*INPUT DATA:*

________________

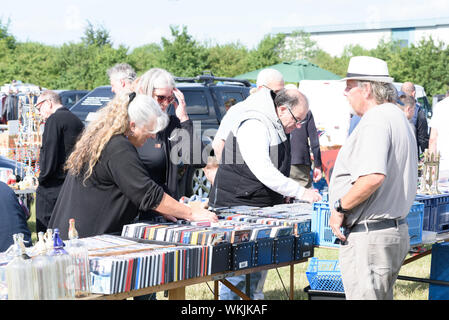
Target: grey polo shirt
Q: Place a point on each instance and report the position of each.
(383, 142)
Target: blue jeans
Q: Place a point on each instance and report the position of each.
(257, 280)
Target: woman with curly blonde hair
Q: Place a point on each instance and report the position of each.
(107, 184)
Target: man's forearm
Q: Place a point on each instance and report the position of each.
(362, 189)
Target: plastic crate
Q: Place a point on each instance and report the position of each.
(415, 223)
(320, 225)
(436, 212)
(324, 236)
(440, 212)
(439, 270)
(324, 275)
(428, 223)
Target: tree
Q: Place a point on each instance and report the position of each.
(9, 39)
(267, 52)
(298, 45)
(145, 57)
(183, 56)
(228, 60)
(98, 36)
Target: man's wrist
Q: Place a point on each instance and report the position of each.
(339, 208)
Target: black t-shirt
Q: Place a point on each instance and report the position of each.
(118, 187)
(154, 158)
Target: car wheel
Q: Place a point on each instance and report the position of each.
(198, 183)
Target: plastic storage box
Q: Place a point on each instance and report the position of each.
(439, 270)
(324, 275)
(436, 212)
(324, 236)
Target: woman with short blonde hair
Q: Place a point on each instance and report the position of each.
(107, 184)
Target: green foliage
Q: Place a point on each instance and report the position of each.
(183, 56)
(228, 60)
(267, 52)
(298, 45)
(96, 36)
(83, 65)
(145, 57)
(9, 39)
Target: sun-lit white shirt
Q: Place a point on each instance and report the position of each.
(254, 144)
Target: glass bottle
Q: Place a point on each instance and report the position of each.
(80, 261)
(64, 268)
(19, 275)
(73, 233)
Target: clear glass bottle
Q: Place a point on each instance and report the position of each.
(64, 268)
(19, 275)
(73, 233)
(45, 277)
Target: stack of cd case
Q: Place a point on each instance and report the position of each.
(121, 265)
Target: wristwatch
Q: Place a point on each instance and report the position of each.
(338, 208)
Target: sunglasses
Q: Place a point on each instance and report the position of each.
(161, 99)
(38, 105)
(298, 123)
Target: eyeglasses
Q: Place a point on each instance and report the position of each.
(38, 105)
(298, 123)
(161, 99)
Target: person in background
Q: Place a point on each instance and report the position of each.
(408, 106)
(160, 154)
(121, 77)
(13, 218)
(258, 176)
(419, 119)
(373, 185)
(107, 184)
(300, 149)
(267, 78)
(438, 142)
(61, 131)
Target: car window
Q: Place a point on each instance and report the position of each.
(230, 98)
(196, 102)
(91, 102)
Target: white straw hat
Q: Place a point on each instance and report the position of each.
(369, 69)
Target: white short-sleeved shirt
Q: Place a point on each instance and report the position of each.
(439, 121)
(383, 142)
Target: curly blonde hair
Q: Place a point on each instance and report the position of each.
(112, 119)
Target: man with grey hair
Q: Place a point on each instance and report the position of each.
(121, 77)
(419, 119)
(373, 184)
(267, 78)
(254, 171)
(61, 131)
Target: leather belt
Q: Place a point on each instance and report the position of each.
(377, 225)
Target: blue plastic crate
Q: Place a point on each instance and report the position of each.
(439, 270)
(436, 212)
(324, 236)
(415, 223)
(428, 223)
(320, 225)
(324, 275)
(440, 213)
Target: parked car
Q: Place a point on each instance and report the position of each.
(207, 98)
(420, 96)
(70, 97)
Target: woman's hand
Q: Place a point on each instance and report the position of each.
(180, 106)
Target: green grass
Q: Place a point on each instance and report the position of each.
(277, 289)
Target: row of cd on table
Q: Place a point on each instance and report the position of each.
(150, 254)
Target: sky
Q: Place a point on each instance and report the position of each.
(134, 23)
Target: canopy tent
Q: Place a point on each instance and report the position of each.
(295, 71)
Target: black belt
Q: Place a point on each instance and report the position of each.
(377, 225)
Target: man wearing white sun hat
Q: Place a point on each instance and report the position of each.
(373, 184)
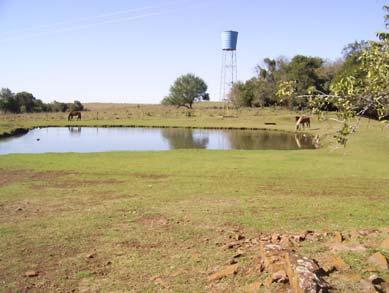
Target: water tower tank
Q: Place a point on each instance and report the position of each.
(229, 40)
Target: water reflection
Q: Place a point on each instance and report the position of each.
(249, 140)
(185, 138)
(84, 139)
(75, 131)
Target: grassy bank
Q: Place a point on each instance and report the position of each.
(150, 221)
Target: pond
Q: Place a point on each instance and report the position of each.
(90, 139)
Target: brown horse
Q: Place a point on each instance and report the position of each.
(303, 121)
(74, 114)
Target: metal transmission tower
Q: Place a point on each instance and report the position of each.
(229, 70)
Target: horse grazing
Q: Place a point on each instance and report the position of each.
(302, 121)
(74, 114)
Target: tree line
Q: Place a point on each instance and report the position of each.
(306, 72)
(25, 102)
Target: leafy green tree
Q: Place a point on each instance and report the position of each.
(58, 107)
(25, 101)
(186, 90)
(303, 70)
(362, 90)
(8, 102)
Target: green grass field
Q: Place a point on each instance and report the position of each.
(147, 221)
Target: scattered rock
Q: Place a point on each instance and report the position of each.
(385, 244)
(232, 245)
(379, 260)
(336, 262)
(225, 272)
(352, 247)
(253, 287)
(239, 237)
(375, 280)
(302, 272)
(31, 274)
(275, 238)
(239, 253)
(367, 287)
(338, 237)
(280, 277)
(305, 274)
(285, 242)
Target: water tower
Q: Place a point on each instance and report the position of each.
(229, 70)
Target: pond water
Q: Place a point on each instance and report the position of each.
(90, 139)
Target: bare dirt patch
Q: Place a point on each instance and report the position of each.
(153, 220)
(13, 176)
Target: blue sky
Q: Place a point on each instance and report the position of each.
(132, 51)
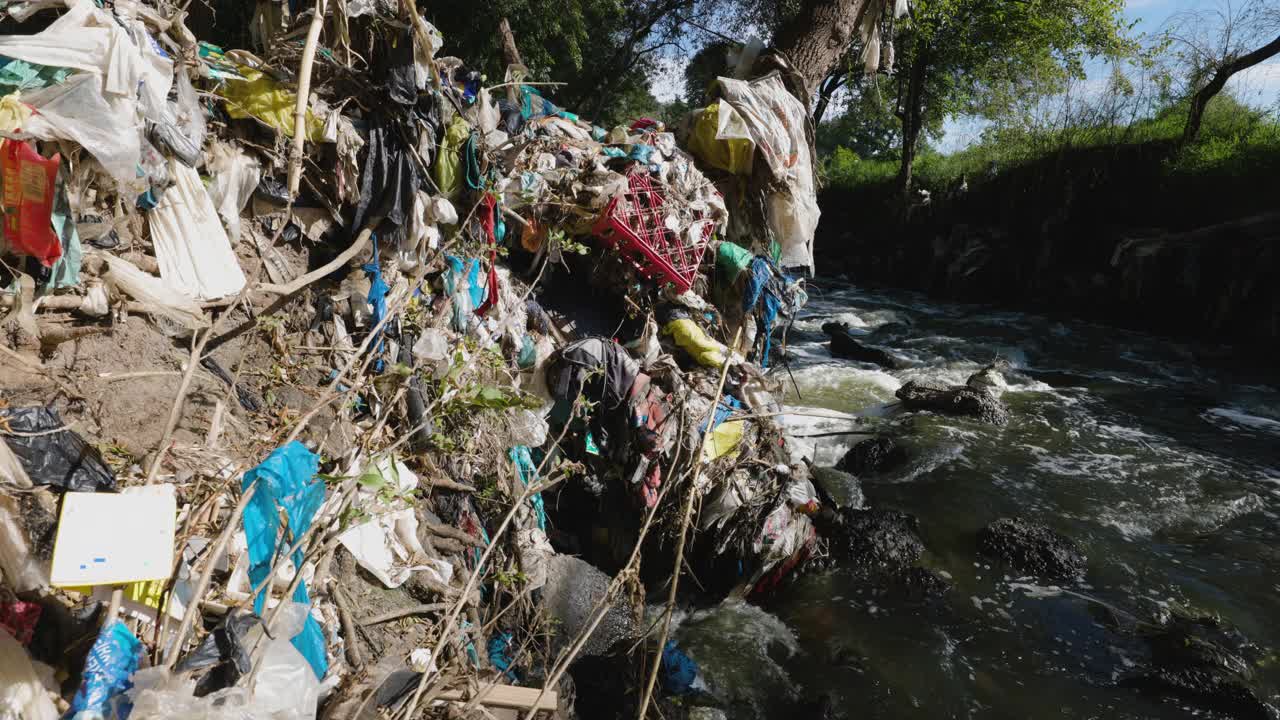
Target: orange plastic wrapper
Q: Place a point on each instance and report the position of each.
(28, 201)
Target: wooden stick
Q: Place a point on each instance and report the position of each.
(188, 618)
(300, 110)
(178, 402)
(405, 613)
(680, 543)
(348, 629)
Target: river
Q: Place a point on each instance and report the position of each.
(1164, 465)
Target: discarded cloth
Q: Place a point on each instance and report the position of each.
(287, 479)
(193, 251)
(50, 458)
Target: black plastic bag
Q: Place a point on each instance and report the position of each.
(388, 181)
(223, 652)
(396, 64)
(59, 459)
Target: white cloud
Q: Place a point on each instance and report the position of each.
(667, 82)
(1258, 85)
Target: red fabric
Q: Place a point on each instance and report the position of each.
(28, 201)
(488, 220)
(19, 618)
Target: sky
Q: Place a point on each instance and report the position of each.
(1257, 86)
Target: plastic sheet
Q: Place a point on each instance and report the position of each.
(448, 165)
(113, 659)
(679, 670)
(261, 98)
(287, 479)
(776, 122)
(284, 687)
(182, 131)
(12, 473)
(236, 176)
(28, 201)
(97, 108)
(191, 246)
(720, 139)
(77, 110)
(59, 459)
(22, 695)
(22, 569)
(387, 545)
(65, 272)
(177, 306)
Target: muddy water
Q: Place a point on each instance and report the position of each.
(1165, 468)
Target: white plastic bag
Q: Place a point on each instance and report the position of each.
(22, 693)
(193, 251)
(126, 277)
(77, 110)
(286, 687)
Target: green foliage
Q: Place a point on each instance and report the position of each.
(1235, 141)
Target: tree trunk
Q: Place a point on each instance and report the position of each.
(817, 37)
(912, 115)
(835, 81)
(510, 54)
(1215, 85)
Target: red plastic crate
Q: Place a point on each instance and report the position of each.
(632, 224)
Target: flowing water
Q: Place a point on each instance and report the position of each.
(1165, 468)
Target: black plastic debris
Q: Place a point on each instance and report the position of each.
(224, 654)
(51, 456)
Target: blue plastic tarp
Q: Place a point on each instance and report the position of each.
(287, 481)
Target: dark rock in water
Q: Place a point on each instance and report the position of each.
(891, 329)
(955, 400)
(845, 345)
(874, 540)
(918, 584)
(1033, 548)
(841, 488)
(1201, 661)
(570, 595)
(874, 455)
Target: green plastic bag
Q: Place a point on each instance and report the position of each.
(448, 163)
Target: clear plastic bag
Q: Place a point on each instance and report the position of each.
(286, 687)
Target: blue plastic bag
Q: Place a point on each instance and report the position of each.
(112, 661)
(679, 670)
(287, 479)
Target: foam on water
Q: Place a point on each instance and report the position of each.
(735, 645)
(1234, 418)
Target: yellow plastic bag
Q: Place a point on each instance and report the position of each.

________________

*EXERCISE PROMPT:*
Lines wanted from the listing above: the line with "Target: red fabric" up to and including the line with "Target: plastic sheet". Please write them out exactly, adding nothing else.

*TASK SOLUTION:*
Target: red fabric
Q: Place a point on each instance and report the position of each.
(28, 201)
(488, 220)
(19, 618)
Target: sky
Q: Place a point on each instance and report the position of each.
(1257, 86)
Target: plastic sheet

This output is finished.